> **GOAL**:
Answer these questions using the article on online snow days below:
1. Where would Jason Sibbach post his assignment before a snow day?
2. What type of assignment would he probably give his AP classes?
3. Which school already uses online snow days?

> **SUPPLIED PASSAGE**:
Online Snow Days May Be the Future for Pennsylvania Schools

It’s a familiar feeling of joy for many students as they receive a call announcing an upcoming snow day. The students now have a free day all to themselves, but now this relaxing opportunity may be subject to change. Online school assignments in place of snow days are being proposed as an effective solution to completing the required number of school days per year during inclement weather.

“A school bus in March traveling through the central Upper Peninsula.” – (yooperann/CC BY-NC-ND 2.0)


What would online snow days look like?

By: Claire Sheppard

If HHS began implementing online snow days, teachers would need to have a “lesson” or some kind of assignment for students to complete at home.

Physics teacher Jason Sibbach said if HHS had online snow days, he would put his assignment up on Canvas prior to the snow day. Sibbach said his assignments would most likely be extra practice or review work, such as reading an article or watching an Edpuzzle, so that the assignment would be appropriate to complete at any time.

Since Sibbach teaches both honors classes and AP classes, he said he would give both classes the same type of assignment but appropriate for the level. For his AP classes, he would probably give them a review assignment from earlier units.

Sibbach said he likes the idea. “I think most of us are doing work on snow days anyway,” said Sibbach, “Adding days to the end of the school year in June are days without learning because AP tests and finals are over.”

The Milton Hershey School already uses online snow days. Milton Hershey Hershey junior José Mendez said, “The online assignments look like any other day’s work we would see on Google Classroom, but instead, we are just at home doing the work.” He said his teachers usually either assign their student’s new topics to learn about, such as watching a Crash Course video, or they give assignments that review something they had learned prior. Overall, Mendez said the online days help relieve his stress since he has the whole day to get caught up on all his work.   

Mendez likes having online snow days and says they are extremely beneficial; however, all students at Milton Hershey have access to the Internet at home, where at Hershey, not everyone has that access, as Smith mentioned. Teachers could give work on paper if needed, especially if it is suspected there might be a snow day.

> **SUPPLIED DATA**:
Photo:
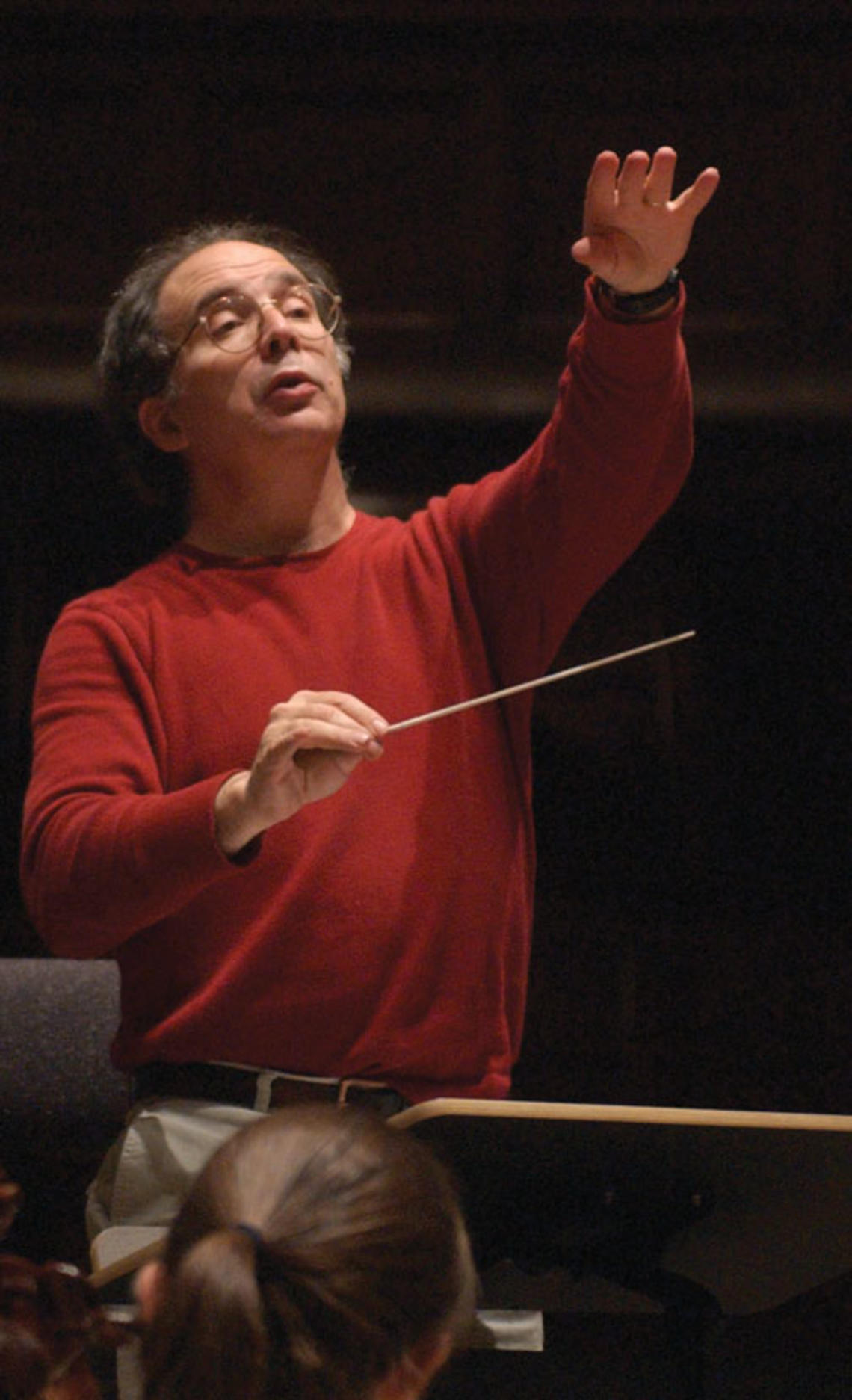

> **EXPECTED OUTPUT**:
1. On Canvas.
2. A review assignment from earlier units.
3. The Milton Hershey School.